WHAT YOU NEED TO DO:
A. Answer these questions from the text on neighbour disputes below:
(i) How close to Helen Coughlan's window was her neighbours' extension built?
(ii) How tall is the statue the Michigan man put up in his front garden?
(iii) How much were Peter and Lesley Raymond awarded after suing the Youngs?
B. Using the text on neighbour disputes below, mark each statement yes or no and back it with the text's own words.
(i) The row over the conifer trees had lasted 17 years by the time it reached court.
(ii) Wendy and Paul Collins can no longer get into their house at all.
(iii) The council forced the demolition of the extension built near Helen Coughlan's window.

DOCUMENT SECTION:
— START —

Gerard and Christina White from Moseley in Birmingham hit the headlines in September last year, when their neighbour ignored his planning permission, and built so close to their house that they said it effectively turned their detached property into a semi-detached one.

Despite the fact it left them unable to maintain the side of their property, the council washed their hands of the case, and said the couple would have to take private legal action if they wanted the extension to be pulled down.

Helen Coughlan, a 52-year-old carer from Woodford Bridge in north east London, was stunned when her neighbours built an extension just 24 inches from her window - completely obscuring her view.

Despite the fact she says it took £100,000 off the value of the home, and rendered it unsellable, the council said it could do nothing to force the demolition of the new extension.

In 2013, a row that had been rumbling for 17 years finally came to court. One of the neighbours had planted eight conifer trees in his front garden, and ignored repeated requests to cut them back to allow natural light into his neighbour’s home.

He was eventually forced to by a court - after the trees had caused a crack to appear in his neighbour’s wall.

Wendy and Paul Collins from Brownhills in the West Midlands watched in horror as their neighbours erected a six foot fence at the bottom of their front garden, blocking their front gate and leaving their car stranded on their front lawn.

Their home faces onto a car park serving a block of flats, and the owners of the flats erected the fence to stop the couple driving through the car park in order to park on their front lawn. The couple can still access their house through the back - and have a drive round the other side of the house - unfortunately their car is stuck on the lawn.

A Michigan man who had been through a bitter divorce, decided to get his revenge on his ex-wife by moving in next door.

As soon as he had moved in, he erected a 12 foot statue in the front garden, of a hand giving the finger. The statue is even lit up at night.

In May last year, Steven and Fiona Young from Blawith were ordered to pay their neighbours, Peter and Lesley Raymond, £600,000, after a campaign of harassment.

The Youngs had lived in a large farmhouse, but decades earlier sold up and moved to a smaller property next door. The Raymonds moved into the farmhouse and the Youngs became nightmare neighbours.

They piled rubbish in the garden, damaged fences, let animals foul their garden, and rode quad bikes over the grounds. When the Raymonds installed CCTV, Mr Young mooned them, and then painted over them.

The Raymonds sued for harassment, trespass, nuisance, assault and slander - and were awarded £200,000. The Youngs also had to pay £400,000 costs.

— END —

INFORMATION SUPPLIED:
— START —

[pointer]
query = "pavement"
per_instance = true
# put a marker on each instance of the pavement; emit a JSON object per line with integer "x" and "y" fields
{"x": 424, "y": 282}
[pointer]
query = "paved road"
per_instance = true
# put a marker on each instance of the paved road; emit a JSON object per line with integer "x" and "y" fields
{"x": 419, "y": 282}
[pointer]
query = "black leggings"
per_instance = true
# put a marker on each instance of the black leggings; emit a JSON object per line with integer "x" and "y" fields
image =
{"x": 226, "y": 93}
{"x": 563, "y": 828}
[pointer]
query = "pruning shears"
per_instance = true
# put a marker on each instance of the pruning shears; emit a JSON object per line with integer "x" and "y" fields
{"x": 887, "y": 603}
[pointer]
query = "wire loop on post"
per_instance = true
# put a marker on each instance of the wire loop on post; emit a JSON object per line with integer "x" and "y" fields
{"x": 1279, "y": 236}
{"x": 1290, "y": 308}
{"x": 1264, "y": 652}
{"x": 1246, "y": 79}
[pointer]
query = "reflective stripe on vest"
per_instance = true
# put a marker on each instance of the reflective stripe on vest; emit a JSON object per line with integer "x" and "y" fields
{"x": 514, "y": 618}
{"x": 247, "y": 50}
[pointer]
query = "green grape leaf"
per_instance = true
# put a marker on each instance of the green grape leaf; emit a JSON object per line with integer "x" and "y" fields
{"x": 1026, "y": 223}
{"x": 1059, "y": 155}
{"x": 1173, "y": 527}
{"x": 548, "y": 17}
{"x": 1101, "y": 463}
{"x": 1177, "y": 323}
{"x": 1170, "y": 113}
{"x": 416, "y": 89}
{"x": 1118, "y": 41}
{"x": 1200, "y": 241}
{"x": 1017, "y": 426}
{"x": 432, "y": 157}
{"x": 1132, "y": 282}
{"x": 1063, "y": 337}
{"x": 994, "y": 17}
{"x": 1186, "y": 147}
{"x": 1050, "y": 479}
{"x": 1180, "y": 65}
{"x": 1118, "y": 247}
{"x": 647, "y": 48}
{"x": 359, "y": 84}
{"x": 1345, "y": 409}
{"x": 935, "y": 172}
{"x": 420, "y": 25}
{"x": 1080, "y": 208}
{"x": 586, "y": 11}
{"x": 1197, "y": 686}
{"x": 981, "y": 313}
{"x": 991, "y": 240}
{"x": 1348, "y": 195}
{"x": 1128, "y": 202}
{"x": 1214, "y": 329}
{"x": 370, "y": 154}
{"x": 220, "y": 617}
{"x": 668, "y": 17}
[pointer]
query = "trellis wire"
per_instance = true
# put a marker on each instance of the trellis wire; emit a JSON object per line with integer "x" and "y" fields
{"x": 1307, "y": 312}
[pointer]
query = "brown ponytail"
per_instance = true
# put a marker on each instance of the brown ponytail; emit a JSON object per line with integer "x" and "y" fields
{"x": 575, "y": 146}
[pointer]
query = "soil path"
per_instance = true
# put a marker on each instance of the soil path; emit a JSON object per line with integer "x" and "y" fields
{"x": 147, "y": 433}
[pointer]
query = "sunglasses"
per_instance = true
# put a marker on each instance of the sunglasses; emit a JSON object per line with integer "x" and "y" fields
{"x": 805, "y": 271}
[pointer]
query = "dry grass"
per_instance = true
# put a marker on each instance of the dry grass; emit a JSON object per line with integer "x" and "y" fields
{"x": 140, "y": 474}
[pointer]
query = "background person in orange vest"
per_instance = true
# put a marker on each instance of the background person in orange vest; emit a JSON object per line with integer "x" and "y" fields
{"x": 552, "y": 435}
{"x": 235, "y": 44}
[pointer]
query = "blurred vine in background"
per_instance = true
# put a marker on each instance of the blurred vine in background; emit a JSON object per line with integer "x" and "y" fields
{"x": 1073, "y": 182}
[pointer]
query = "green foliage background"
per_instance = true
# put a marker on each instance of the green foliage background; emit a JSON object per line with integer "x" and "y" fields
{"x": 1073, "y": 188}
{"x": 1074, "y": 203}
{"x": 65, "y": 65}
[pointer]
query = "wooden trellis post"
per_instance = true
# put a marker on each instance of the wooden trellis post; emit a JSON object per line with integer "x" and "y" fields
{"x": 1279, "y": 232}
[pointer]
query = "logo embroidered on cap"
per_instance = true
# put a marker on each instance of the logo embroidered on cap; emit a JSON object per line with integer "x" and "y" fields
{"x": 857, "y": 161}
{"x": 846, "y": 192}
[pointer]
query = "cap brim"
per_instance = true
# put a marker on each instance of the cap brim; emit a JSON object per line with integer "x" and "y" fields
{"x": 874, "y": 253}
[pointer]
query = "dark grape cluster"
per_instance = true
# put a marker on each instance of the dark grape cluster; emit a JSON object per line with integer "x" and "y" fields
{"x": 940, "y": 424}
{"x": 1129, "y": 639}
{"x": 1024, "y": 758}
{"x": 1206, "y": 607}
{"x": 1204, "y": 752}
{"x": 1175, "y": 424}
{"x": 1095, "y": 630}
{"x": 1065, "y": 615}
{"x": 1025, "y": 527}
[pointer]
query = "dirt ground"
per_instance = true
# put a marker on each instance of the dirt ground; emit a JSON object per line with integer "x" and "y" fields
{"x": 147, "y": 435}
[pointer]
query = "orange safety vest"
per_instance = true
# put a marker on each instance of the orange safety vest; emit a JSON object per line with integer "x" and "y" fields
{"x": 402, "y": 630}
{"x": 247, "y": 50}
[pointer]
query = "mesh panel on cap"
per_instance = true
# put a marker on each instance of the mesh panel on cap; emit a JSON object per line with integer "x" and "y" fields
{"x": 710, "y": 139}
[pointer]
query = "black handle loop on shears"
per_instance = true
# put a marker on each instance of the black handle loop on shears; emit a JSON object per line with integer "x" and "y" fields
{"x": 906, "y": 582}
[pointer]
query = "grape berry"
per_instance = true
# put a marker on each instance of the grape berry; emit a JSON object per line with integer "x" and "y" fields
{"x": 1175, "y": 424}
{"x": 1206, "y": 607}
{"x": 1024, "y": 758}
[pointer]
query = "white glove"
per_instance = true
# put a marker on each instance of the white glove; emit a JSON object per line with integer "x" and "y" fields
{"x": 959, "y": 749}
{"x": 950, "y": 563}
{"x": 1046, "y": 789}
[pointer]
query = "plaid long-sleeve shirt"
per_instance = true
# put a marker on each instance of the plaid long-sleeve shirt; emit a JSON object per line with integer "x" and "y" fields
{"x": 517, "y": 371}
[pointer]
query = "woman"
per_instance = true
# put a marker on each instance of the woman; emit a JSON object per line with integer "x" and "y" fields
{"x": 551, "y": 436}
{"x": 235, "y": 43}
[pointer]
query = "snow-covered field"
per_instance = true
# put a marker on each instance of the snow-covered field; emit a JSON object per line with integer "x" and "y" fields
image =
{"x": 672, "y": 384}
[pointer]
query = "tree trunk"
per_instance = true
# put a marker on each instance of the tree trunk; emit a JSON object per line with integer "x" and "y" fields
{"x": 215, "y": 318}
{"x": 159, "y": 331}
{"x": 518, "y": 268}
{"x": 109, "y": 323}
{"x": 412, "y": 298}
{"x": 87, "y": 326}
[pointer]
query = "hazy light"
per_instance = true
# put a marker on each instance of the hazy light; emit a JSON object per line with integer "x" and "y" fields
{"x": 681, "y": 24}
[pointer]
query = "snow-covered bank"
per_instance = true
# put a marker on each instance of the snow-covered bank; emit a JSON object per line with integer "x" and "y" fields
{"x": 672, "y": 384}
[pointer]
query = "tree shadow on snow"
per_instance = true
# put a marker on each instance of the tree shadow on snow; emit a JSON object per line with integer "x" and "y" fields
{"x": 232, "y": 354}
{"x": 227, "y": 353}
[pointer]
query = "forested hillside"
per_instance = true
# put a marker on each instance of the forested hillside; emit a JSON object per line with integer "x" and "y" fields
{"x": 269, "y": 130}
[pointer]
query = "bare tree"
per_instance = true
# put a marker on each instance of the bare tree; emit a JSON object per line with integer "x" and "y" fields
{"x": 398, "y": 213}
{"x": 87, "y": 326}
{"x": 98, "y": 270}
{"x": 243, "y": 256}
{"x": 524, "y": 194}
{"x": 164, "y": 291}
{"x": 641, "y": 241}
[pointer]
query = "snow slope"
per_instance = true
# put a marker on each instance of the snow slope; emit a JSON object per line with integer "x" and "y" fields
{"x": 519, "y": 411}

— END —

ANSWERS:
A.
(i) 24 inches
(ii) 12 foot
(iii) £200,000

B.
(i) Yes: "a row that had been rumbling for 17 years finally came to court"
(ii) No: "The couple can still access their house through the back"
(iii) No: "the council said it could do nothing to force the demolition of the new extension"